From the line with "Q: Point out every instance of the square" down to the final line of the material below, quote every line exactly and leave out all lines before it.

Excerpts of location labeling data
+ + +
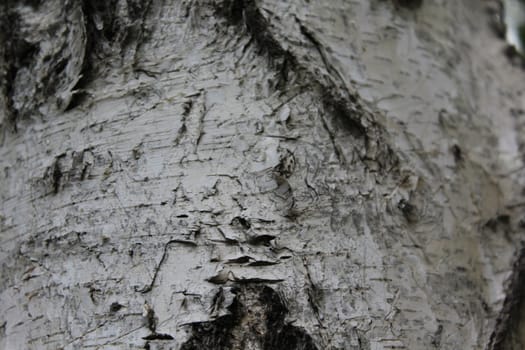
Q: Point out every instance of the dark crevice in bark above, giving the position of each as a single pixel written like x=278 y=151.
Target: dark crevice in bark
x=411 y=4
x=106 y=31
x=345 y=106
x=16 y=53
x=510 y=318
x=256 y=319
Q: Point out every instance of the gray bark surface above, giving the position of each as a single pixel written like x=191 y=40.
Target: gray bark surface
x=259 y=174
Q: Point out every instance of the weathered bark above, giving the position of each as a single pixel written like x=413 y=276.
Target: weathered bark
x=259 y=174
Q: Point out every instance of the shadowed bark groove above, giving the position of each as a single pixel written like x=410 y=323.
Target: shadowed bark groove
x=256 y=321
x=344 y=105
x=510 y=323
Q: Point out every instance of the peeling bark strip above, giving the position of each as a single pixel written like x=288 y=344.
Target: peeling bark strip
x=510 y=322
x=256 y=321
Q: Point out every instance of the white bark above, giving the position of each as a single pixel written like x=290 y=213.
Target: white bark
x=259 y=175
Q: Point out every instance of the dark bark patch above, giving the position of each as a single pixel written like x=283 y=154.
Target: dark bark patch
x=158 y=336
x=510 y=319
x=411 y=4
x=256 y=318
x=68 y=168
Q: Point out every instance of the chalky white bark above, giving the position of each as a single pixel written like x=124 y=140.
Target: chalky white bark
x=360 y=160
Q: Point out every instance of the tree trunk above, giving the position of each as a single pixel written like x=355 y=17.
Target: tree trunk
x=260 y=174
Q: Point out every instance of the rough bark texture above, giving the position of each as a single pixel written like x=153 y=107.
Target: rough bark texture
x=260 y=174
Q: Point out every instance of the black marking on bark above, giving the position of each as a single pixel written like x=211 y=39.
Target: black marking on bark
x=56 y=176
x=240 y=221
x=436 y=338
x=256 y=316
x=16 y=53
x=261 y=240
x=114 y=307
x=342 y=104
x=409 y=210
x=457 y=153
x=509 y=319
x=105 y=30
x=158 y=336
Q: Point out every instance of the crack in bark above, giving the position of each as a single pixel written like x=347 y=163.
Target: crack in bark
x=148 y=288
x=348 y=110
x=256 y=320
x=509 y=319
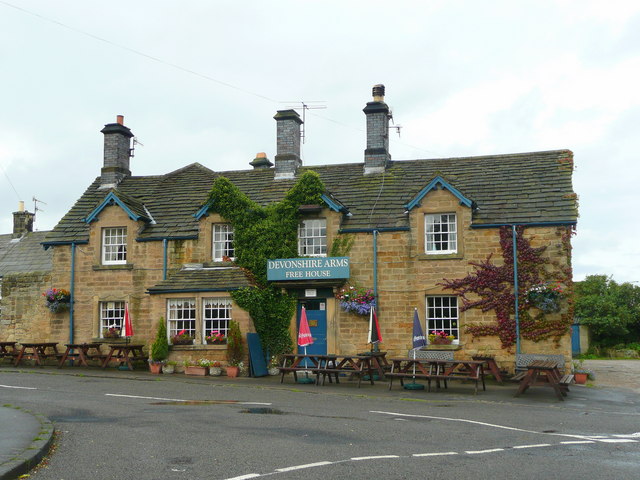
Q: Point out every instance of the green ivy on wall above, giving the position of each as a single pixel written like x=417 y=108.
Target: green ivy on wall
x=261 y=233
x=492 y=287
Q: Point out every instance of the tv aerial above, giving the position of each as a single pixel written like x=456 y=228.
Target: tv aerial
x=316 y=105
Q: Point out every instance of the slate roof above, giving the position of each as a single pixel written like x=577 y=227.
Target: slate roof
x=24 y=255
x=522 y=188
x=215 y=279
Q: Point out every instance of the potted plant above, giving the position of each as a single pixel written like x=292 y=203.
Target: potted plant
x=57 y=299
x=216 y=338
x=182 y=338
x=545 y=297
x=440 y=338
x=198 y=368
x=235 y=349
x=159 y=348
x=215 y=369
x=581 y=374
x=273 y=366
x=169 y=367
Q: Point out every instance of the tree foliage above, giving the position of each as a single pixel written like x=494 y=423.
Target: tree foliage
x=261 y=233
x=491 y=287
x=610 y=309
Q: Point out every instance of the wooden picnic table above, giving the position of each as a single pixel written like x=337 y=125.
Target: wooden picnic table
x=8 y=350
x=331 y=366
x=438 y=370
x=124 y=353
x=544 y=373
x=80 y=353
x=38 y=351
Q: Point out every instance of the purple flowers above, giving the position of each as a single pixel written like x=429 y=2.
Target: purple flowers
x=356 y=300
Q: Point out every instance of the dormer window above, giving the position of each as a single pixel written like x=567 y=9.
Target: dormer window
x=312 y=238
x=441 y=233
x=114 y=246
x=223 y=242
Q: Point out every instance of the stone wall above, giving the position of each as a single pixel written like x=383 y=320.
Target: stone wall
x=23 y=314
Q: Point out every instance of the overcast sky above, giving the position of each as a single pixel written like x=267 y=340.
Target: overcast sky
x=200 y=81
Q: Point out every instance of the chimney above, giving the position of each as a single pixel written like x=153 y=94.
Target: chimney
x=261 y=161
x=376 y=156
x=117 y=152
x=22 y=221
x=288 y=144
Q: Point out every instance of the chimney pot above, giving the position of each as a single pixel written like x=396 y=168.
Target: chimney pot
x=376 y=155
x=287 y=158
x=117 y=153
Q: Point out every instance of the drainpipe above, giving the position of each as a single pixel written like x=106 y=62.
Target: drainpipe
x=515 y=286
x=375 y=275
x=72 y=291
x=164 y=260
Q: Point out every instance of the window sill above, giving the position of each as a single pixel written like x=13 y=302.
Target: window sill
x=198 y=347
x=453 y=346
x=442 y=256
x=126 y=266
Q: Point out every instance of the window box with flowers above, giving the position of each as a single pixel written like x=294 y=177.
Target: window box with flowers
x=182 y=338
x=216 y=338
x=545 y=297
x=440 y=338
x=57 y=299
x=356 y=300
x=111 y=332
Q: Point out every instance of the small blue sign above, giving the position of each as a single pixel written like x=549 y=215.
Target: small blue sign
x=309 y=268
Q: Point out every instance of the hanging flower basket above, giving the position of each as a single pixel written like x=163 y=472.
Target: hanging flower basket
x=545 y=297
x=356 y=300
x=57 y=300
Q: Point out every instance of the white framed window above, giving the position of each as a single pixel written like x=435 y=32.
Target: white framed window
x=312 y=238
x=216 y=314
x=111 y=319
x=441 y=233
x=114 y=245
x=181 y=315
x=442 y=315
x=223 y=242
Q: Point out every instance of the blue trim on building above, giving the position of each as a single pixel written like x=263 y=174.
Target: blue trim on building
x=190 y=290
x=333 y=205
x=110 y=199
x=203 y=210
x=563 y=223
x=438 y=182
x=371 y=230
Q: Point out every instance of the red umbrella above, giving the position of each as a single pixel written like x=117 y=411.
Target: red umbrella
x=304 y=339
x=304 y=334
x=128 y=327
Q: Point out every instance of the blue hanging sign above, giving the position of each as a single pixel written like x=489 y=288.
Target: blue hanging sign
x=309 y=268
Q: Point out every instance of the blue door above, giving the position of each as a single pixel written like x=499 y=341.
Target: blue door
x=575 y=339
x=317 y=318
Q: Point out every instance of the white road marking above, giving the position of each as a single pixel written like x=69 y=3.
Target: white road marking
x=437 y=454
x=533 y=446
x=374 y=457
x=618 y=440
x=491 y=450
x=300 y=467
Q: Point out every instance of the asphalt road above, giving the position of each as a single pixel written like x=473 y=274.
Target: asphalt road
x=175 y=427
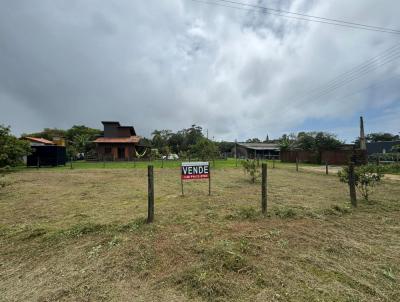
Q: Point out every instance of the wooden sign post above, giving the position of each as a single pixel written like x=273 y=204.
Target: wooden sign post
x=264 y=188
x=196 y=170
x=352 y=185
x=150 y=194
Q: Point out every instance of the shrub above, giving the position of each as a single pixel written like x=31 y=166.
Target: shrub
x=366 y=178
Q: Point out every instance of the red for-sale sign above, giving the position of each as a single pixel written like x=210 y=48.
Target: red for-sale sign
x=195 y=170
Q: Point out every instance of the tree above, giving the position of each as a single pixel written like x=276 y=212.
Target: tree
x=204 y=149
x=317 y=141
x=253 y=140
x=366 y=178
x=12 y=150
x=286 y=142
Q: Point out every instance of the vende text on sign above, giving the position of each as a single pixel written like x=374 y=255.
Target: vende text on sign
x=195 y=170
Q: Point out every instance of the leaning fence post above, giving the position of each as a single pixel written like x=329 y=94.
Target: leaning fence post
x=352 y=185
x=264 y=188
x=150 y=194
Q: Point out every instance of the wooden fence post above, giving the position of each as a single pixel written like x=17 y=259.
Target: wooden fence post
x=150 y=194
x=264 y=188
x=352 y=185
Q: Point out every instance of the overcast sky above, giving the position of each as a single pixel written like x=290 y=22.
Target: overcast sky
x=166 y=64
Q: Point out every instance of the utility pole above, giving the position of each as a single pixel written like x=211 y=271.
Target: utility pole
x=236 y=152
x=363 y=145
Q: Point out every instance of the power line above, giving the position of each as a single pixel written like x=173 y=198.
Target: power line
x=308 y=16
x=304 y=17
x=358 y=68
x=350 y=76
x=367 y=87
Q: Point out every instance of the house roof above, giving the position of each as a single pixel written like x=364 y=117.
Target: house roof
x=118 y=140
x=131 y=129
x=39 y=140
x=259 y=146
x=111 y=122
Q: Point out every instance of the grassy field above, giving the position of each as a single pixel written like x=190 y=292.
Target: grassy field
x=79 y=235
x=217 y=164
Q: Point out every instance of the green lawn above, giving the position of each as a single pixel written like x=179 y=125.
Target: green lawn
x=218 y=164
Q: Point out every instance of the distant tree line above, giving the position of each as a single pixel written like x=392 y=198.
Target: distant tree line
x=12 y=150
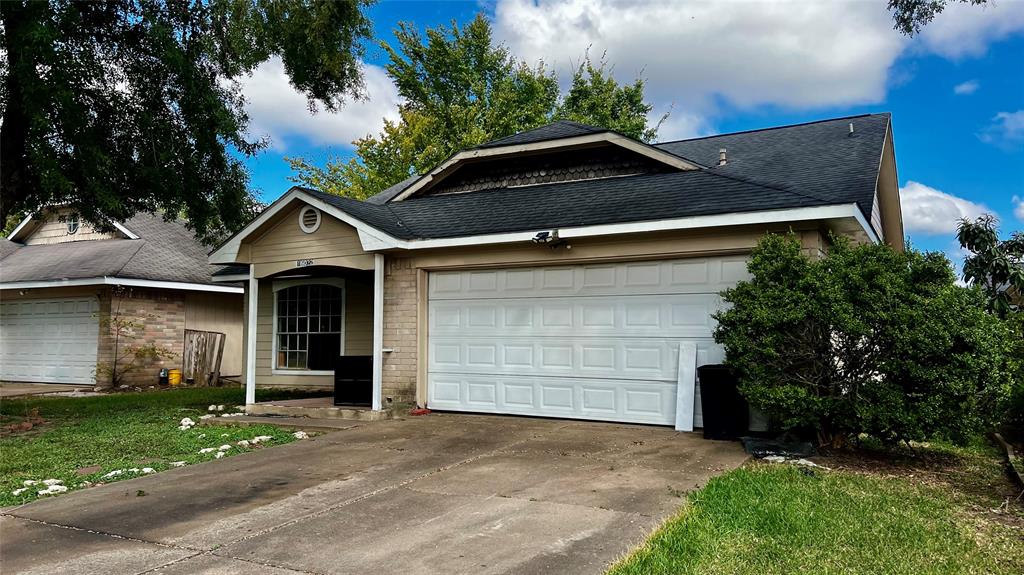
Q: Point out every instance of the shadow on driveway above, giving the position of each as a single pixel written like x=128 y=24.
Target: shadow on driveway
x=441 y=493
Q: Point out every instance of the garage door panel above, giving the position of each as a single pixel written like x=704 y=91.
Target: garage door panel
x=644 y=402
x=624 y=316
x=602 y=357
x=680 y=276
x=596 y=342
x=49 y=341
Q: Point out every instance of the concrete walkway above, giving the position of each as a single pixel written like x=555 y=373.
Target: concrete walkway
x=433 y=494
x=10 y=390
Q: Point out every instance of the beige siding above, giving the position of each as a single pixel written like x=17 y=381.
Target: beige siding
x=219 y=312
x=887 y=198
x=358 y=334
x=52 y=230
x=287 y=242
x=877 y=217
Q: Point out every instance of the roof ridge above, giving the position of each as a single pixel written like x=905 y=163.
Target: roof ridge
x=797 y=125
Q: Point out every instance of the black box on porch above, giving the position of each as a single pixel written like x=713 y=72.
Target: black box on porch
x=353 y=380
x=725 y=411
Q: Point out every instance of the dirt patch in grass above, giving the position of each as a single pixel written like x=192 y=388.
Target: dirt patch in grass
x=975 y=474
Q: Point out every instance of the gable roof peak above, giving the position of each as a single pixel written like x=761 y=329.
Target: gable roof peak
x=552 y=131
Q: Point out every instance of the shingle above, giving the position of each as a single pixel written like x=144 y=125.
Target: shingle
x=166 y=251
x=633 y=198
x=819 y=159
x=7 y=248
x=387 y=194
x=553 y=131
x=815 y=164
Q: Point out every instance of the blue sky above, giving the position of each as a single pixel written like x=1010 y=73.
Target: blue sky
x=956 y=92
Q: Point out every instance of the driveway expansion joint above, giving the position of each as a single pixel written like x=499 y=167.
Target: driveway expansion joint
x=378 y=491
x=103 y=533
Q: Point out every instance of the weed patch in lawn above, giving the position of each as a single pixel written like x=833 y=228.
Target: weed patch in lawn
x=765 y=519
x=92 y=440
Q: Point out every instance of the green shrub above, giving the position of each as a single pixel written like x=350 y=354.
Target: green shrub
x=1013 y=408
x=864 y=340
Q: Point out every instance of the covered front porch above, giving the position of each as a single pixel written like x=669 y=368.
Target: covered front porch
x=316 y=327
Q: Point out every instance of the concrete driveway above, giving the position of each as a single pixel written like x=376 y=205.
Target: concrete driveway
x=434 y=494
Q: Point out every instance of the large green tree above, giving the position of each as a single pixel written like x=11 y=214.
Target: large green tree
x=461 y=89
x=994 y=265
x=133 y=105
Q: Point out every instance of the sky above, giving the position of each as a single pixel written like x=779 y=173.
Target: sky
x=955 y=91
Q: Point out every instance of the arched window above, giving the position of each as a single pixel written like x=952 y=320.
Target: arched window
x=309 y=324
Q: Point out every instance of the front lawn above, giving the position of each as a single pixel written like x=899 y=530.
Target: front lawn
x=891 y=518
x=81 y=440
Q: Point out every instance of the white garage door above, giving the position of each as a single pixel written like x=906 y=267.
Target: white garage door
x=594 y=342
x=49 y=341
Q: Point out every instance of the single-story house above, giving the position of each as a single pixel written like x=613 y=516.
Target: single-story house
x=61 y=281
x=565 y=271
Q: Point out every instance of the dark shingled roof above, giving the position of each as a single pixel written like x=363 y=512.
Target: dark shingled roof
x=553 y=131
x=814 y=164
x=164 y=252
x=819 y=159
x=7 y=248
x=609 y=201
x=389 y=193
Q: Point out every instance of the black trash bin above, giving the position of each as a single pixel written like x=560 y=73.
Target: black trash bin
x=725 y=411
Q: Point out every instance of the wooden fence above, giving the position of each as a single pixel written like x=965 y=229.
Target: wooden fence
x=203 y=353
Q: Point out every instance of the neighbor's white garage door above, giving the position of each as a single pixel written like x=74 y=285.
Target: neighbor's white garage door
x=49 y=341
x=594 y=342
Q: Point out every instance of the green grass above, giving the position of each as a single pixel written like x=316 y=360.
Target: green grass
x=764 y=519
x=115 y=432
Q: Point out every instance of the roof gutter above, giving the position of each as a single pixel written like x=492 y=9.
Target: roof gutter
x=109 y=280
x=836 y=212
x=374 y=239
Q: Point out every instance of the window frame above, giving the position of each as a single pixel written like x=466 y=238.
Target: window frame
x=280 y=285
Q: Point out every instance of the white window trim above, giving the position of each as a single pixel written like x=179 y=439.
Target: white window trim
x=284 y=283
x=302 y=215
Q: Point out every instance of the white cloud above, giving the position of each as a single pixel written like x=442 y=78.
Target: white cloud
x=702 y=56
x=785 y=53
x=967 y=88
x=1006 y=130
x=966 y=31
x=1018 y=203
x=932 y=212
x=278 y=111
x=680 y=125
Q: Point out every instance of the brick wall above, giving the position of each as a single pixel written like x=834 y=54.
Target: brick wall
x=399 y=330
x=160 y=319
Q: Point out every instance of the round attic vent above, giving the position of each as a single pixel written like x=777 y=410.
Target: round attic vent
x=309 y=219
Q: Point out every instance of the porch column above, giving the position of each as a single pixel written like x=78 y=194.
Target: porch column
x=378 y=377
x=253 y=294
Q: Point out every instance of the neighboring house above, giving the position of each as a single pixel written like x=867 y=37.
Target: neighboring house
x=61 y=280
x=566 y=271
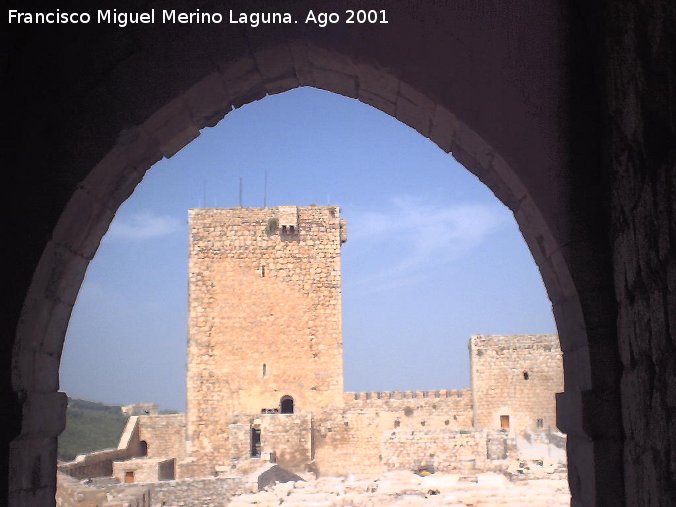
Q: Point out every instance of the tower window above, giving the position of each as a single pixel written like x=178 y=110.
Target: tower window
x=255 y=443
x=286 y=405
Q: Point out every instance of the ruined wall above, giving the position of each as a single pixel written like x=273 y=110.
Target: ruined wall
x=264 y=317
x=164 y=434
x=145 y=469
x=439 y=449
x=515 y=376
x=346 y=442
x=288 y=436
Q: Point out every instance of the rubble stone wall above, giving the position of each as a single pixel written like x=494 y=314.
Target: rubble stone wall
x=164 y=434
x=289 y=437
x=515 y=376
x=442 y=450
x=264 y=317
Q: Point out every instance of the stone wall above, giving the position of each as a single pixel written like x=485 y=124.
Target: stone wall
x=443 y=409
x=144 y=470
x=346 y=442
x=264 y=317
x=94 y=464
x=441 y=449
x=164 y=434
x=289 y=437
x=515 y=377
x=73 y=493
x=215 y=492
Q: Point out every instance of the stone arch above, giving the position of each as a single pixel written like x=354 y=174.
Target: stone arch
x=269 y=69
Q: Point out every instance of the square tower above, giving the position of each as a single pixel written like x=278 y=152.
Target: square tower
x=514 y=381
x=265 y=326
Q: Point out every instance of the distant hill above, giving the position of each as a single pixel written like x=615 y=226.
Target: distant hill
x=90 y=426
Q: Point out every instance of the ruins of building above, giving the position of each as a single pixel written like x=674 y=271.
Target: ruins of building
x=265 y=377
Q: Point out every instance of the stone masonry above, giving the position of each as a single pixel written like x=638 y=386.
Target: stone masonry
x=265 y=379
x=264 y=317
x=514 y=379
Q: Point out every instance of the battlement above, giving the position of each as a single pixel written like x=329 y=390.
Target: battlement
x=499 y=343
x=350 y=397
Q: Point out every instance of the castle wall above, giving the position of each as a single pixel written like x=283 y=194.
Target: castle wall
x=412 y=410
x=440 y=449
x=289 y=437
x=346 y=442
x=515 y=376
x=145 y=469
x=165 y=435
x=264 y=317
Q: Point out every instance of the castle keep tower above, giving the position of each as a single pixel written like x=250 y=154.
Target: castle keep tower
x=264 y=318
x=514 y=381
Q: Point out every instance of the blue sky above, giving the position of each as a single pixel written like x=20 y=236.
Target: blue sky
x=431 y=258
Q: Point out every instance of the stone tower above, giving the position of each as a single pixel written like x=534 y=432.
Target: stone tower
x=265 y=330
x=514 y=381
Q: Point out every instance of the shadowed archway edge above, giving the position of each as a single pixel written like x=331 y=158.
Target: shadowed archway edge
x=273 y=66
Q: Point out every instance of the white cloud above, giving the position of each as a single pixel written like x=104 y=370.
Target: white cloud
x=142 y=226
x=419 y=236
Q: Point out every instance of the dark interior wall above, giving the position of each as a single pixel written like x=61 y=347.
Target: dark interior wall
x=577 y=98
x=638 y=83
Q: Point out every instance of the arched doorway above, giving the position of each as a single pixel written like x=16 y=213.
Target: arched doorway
+ + +
[EXERCISE RESULT]
Q: Point out every instance of the square tower above, giving the position of each as a single pixel written like x=278 y=152.
Target: square tower
x=514 y=381
x=265 y=326
Q: Point out every instance of the distant hill above, giving the position of each as a single pixel written like x=615 y=226.
Target: distant hill
x=90 y=426
Q: Point out every instance of the ruins of building above, giving the position of each as a single pixel written like x=674 y=271.
Target: ruins of building
x=265 y=377
Q: Point out every instance of the stone masonry above, giving the position of each as a single pixel written like x=638 y=386.
Target: stone masonry
x=265 y=379
x=264 y=317
x=514 y=379
Q: Point out every instance of the battlement above, giving the position of each as a single pixel written like x=329 y=390.
Target: battlement
x=499 y=343
x=350 y=397
Q: Point out every instance of the castle wall above, giving the position of each as a single pixel written like x=283 y=194.
Target: castle wall
x=412 y=410
x=440 y=449
x=289 y=437
x=346 y=442
x=515 y=376
x=145 y=469
x=165 y=435
x=264 y=317
Q: Point out every instance of the castle keep tower above, giving the position of each as a single pixel written like x=250 y=154.
Target: castle keep tower
x=264 y=318
x=514 y=381
Q: Point out every instance of the blue sky above, giving the position of each as a single pixel written like x=20 y=236.
Target: blue sky
x=431 y=258
Q: Point out every instance of the stone tower above, giving the position of each as a single pixel written like x=534 y=432.
Target: stone tower
x=265 y=330
x=514 y=381
Q: Point out every instance of the shadowed archway edge above, giving the position of each as a single pixel written like x=331 y=158.
Target: shadowed archway edge
x=273 y=66
Q: Point out every instance of the white cloud above, giving the position of each as a single pixel written like x=104 y=370.
Target: white cloud
x=142 y=226
x=419 y=236
Q: Point out every instance of the dark interior wall above, giving the position of each as a single pixel written like x=61 y=347.
Target: dark interior wall
x=577 y=98
x=638 y=83
Q: Point out every instance of the arched doorway above, giving the position of each as a single pixel written like x=16 y=213.
Target: arched doorway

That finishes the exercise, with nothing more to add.